── TEKS BACAAN ──

Untuk menyederhanakan pengelolaan bisnis, Direktur Keuangan Hendri S. Suardi menjelaskan, manajemen melakukan pooling system. Beberapa aktivitas yang bersifat umum disentralisasi. Sebagai contoh, pengadaan alat tulis kantor, traveling dan asuransi. Manajemen menyadari, bila masing-masing anak perusahaan berjalan sendiri-sendiri, posisi tawarnya akan rendah karena order pembeliannya dalam jumlah kecil. Namun ketika disatukan, posisi tawarnya menjadi lebih besar.

Dalam urusan traveling, misalnya, Hendri memaparkan, banyak karyawan Elnusa yang melakukan perjalanan jauh mengingat beberapa ladang minyak terletak di luar Jawa. Tak mengherankan, biaya traveling di Elnusa cukup besar. Karena itu, jika urusan pembelian tiket dan hotel disatukan di pusat, volumenya akan lebih besar sehingga perusahaan bisa mendapatkan special rate. Hendri memberi gambaran, dalam setahun biaya traveling dan tranportasi bisa mencapai Rp 41 miliar. Jika mendapat diskon 10% saja, berarti perusahaan sudah menghemat Rp 4 miliaran. Ternyata, pendekatan sederhana ini berhasil menekan biaya pengeluaran.

Dalam hal managing cost, manajemen memperbaiki proses bisnis. “Kami coba memetakan bisnis-bisnis Elnusa,” ujar Hendri. Ia memaparkan, sebuah aktivitas bisnis terdiri atas beberapa operasi. Dari situ dilihat efektivitasnya. “Kami lihat lagi alur kerjanya. Bila pekerjaannya bisa dilakukan oleh satu orang, tidak perlu menaruh orang banyak di situ. Selain itu, juga memotong alur kerja yang tidak perlu sehingga proses bisnisnya menjadi lebih efisien.”

Hendri mengungkap, di salah satu anak perusahaan, yaitu PT Elnusa Geosains, net profit margin-nya paling banter 8%. Setelah perusahaan menjalankan berbagai efisiensi dalam proses bisnisnya, net profit margin-nya meningkat menjadi 13%. Setidak-tidaknya, ada kenaikan laba bersih sekitar 5%.

───

### TUGAS LATIHAN
A. Tampilkan semua baris catatan di bawah ini yang memuat kata "ground".
B. Lanjutkan teks tentang penghematan biaya di Elnusa di atas, mulai setelah kalimat terakhirnya.

── BAHAN TUGAS INI ──

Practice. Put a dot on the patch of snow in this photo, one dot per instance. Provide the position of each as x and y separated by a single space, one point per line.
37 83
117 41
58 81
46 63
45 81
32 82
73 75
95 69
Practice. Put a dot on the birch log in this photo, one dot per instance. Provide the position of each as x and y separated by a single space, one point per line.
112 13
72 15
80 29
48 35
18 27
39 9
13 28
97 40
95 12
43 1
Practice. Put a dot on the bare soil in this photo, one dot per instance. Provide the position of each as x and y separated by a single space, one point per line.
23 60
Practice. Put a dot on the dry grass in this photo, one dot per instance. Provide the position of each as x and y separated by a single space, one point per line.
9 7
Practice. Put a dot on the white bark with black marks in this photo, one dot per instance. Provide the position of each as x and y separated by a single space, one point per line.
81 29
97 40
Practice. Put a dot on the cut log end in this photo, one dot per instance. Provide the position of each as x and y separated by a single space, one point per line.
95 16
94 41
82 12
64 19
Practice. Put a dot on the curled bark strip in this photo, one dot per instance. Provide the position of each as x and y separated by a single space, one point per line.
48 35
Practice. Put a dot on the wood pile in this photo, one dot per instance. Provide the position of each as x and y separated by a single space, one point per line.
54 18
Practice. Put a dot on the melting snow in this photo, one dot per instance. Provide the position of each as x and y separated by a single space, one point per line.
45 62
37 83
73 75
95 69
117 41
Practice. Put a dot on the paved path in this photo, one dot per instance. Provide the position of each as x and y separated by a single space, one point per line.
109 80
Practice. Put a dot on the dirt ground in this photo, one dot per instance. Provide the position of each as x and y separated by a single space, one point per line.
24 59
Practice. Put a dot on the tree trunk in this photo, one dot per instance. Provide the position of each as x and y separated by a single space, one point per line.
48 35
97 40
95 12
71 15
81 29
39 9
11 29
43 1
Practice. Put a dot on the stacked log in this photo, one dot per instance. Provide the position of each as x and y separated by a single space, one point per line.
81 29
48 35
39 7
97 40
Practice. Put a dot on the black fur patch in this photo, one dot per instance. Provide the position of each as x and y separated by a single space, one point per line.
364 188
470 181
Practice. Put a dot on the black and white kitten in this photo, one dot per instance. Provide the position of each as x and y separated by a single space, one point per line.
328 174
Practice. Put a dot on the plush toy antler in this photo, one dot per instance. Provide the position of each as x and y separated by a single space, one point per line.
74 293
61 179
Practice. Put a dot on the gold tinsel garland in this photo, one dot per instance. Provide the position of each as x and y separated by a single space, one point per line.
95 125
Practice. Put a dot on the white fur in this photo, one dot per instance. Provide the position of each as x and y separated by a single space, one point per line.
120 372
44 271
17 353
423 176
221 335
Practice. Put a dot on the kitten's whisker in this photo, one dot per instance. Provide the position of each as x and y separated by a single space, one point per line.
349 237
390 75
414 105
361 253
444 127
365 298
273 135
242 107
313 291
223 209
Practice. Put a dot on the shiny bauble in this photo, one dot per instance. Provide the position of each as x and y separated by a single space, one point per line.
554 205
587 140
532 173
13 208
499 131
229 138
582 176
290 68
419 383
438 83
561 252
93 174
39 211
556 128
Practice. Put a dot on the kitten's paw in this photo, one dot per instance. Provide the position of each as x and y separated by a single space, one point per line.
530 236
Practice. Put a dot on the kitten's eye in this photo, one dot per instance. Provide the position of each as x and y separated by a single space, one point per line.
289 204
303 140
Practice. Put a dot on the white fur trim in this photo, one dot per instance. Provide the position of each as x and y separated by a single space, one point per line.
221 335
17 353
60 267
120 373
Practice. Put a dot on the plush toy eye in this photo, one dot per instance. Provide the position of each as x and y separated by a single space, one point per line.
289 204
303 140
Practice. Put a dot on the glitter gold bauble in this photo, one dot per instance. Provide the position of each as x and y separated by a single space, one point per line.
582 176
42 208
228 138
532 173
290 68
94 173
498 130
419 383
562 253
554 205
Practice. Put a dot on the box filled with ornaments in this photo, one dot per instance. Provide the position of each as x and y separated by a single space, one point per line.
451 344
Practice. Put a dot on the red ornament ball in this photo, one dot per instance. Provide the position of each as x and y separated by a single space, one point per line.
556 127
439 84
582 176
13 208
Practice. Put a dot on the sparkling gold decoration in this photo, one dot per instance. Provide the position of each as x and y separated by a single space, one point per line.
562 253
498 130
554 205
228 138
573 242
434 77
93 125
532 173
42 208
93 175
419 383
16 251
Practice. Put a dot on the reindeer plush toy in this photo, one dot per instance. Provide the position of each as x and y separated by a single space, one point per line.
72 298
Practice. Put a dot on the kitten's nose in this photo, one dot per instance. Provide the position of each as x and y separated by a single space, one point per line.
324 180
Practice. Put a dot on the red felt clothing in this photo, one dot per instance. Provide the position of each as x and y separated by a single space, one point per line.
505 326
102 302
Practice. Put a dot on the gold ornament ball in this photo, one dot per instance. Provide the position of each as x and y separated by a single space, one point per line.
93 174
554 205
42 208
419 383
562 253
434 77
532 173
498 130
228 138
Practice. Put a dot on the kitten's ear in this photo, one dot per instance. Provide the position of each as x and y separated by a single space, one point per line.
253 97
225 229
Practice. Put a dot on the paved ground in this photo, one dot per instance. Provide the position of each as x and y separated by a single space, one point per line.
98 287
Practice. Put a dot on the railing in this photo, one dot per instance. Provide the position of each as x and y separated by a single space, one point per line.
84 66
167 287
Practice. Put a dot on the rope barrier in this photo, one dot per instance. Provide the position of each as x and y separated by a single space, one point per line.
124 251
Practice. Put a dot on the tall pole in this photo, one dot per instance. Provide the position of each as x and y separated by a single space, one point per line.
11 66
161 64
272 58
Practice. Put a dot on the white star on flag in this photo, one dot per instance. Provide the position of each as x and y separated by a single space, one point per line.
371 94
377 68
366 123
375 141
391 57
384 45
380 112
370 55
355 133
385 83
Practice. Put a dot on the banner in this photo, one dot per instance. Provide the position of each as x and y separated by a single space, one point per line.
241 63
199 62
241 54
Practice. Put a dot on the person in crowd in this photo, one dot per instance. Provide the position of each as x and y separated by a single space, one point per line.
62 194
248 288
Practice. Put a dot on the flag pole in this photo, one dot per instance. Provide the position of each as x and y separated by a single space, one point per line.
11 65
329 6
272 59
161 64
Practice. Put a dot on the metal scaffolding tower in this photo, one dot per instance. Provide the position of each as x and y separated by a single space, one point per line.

───

### JAWABAN LATIHAN INI
A.
Practice. Put a dot on the dirt ground in this photo, one dot per instance. Provide the position of each as x and y separated by a single space, one point per line.
Practice. Put a dot on the paved ground in this photo, one dot per instance. Provide the position of each as x and y separated by a single space, one point per line.

B.
Sejauh ini, kontribusi revenue anak-anak usaha terhadap total revenue Elnusa paling besar berasal dari sektor migas, yaitu lebih dari 90%. Selebihnya disumbang dari telekomunikasi, yaitu PT Elnusa Telematika dan Data Management. Adapun Patrakom dan Infomedia tidak dikonsolidasi karena kepemilikan saham Elnusa di kedua perusahaan ini kurang dari 50%. Ke depan, Elnusa tetap fokus pada bisnis di sektor migas.

Di samping mendorong kinerja keuangan, restrukturisasi kedua yang dimulai 2004 dengan direksi baru juga mulai memetakan bisnis Elnusa. “Kami lihat ada bisnis-bisnis yang tercampur aduk,” tutur Eddy Sjahbuddin, Direktur Operasi. Agar alur bisnis berjalan baik, lini bisnis diatur lagi. “Seperti ketika kita memasak, ditata lagi, diatur agar garam, gula dan bumbu masak ada di dekat kita. Sebelumnya, semua itu ada di tempat yang berjauhan, jadi sulit,” kata alumni Geologi ITB ini. Contohnya, bisnis wireline logging. Bisnis ini dinilainya dekat dengan pengeboran. Namun, selama bertahun-tahun justru berada di survei seismix (geosains). Ketika akan meraih pasar untuk pengeboran, ternyata orang pemasaran yang berperan adalah yang berada di seismix (geosains), bukan orang-orang yang terkait dengan pengeboran. Akibatnya perusahaan tidak fit, sulit bergerak lincah karena terpecah-pecah. “Kalau sekali-kali tidak apa, tapi proyek itu kan terus-menerus,” tuturnya. Oleh Eddy, perusahaan ini dirombak sehingga lahirlah perusahaan baru yang integrated services bernama PT Elnusa Drilling Services (EDS). Perusahaan ini merupakan lini bisnis yang cocok untuk pengeboran dan saling mendukung satu sama lain.

Penyederhanaan bisnis pun dilakukan dalam rangka reorganisasi dengan menyatukan bisnis-bisnis yang mirip. Misalnya, PT Sinarriau Drillindo dicangkokkan ke EDS. Selain itu, Elnusa Telematika dan Elnusa Rentrakom juga digabungkan karena bisnisnya mirip. Dengan penggabungan ini, arah bisnisnya pun diubah. Yang tadinya hanya berjualan komputer menjadi pengembangan sistem informasi dan program. “Banyak sekali yang bisa kami efisiensikan. Demikian juga dengan karyawan dan ruangan kantor. Tetapi, size bisnisnya jadi lebih besar,” ujar Eddy. Menyangkut soal pengurangan karyawan, menurut pria yang pernah berkarier di Pertamina itu, hanya dilakukan pada karyawan kontrak. Sementara bagi karyawan tetap yang sudah bekerja lama, ditawarkan pensiun dini.

Hasil reorganisasi kini mulai kelihatan. ”Elnusa berhasil mengembangkan bisnis di luar negeri,” katanya. Di antaranya, Elnusa Geosains mendapatkan proyek di Irak senilai US$ 40 juta. Tiga tulang punggung Elnusa pun digenjot, yaitu geosains, drilling services dan workover services. “Kami ditantang CEO. Sekarang tidak bisa biasa-biasa saja, tapi harus luar biasa,” katanya lagi, bersemangat.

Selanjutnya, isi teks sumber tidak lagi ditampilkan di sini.